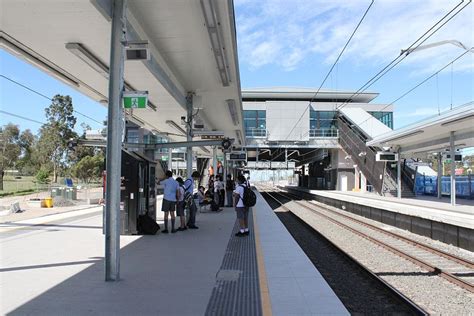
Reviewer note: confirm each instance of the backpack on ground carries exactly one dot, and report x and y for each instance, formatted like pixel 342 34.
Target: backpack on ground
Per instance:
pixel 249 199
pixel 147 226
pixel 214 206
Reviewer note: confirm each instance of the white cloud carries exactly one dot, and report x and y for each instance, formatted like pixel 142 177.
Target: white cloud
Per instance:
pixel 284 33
+-------+
◆ Task directions:
Pictures stay out of this copy; write out the entries above exactly.

◆ Problem solution:
Reviewer note: confirm each instance of the backpack on ground carries exactly one dot, and report x and y for each instance, formatted like pixel 342 34.
Target: backpack on ground
Per instance:
pixel 249 199
pixel 147 226
pixel 214 206
Reviewer note: confirm each instance of the white cloud carries exactly one dot, and report x and y for each instance, formatted like pixel 142 177.
Target: white cloud
Per instance:
pixel 284 33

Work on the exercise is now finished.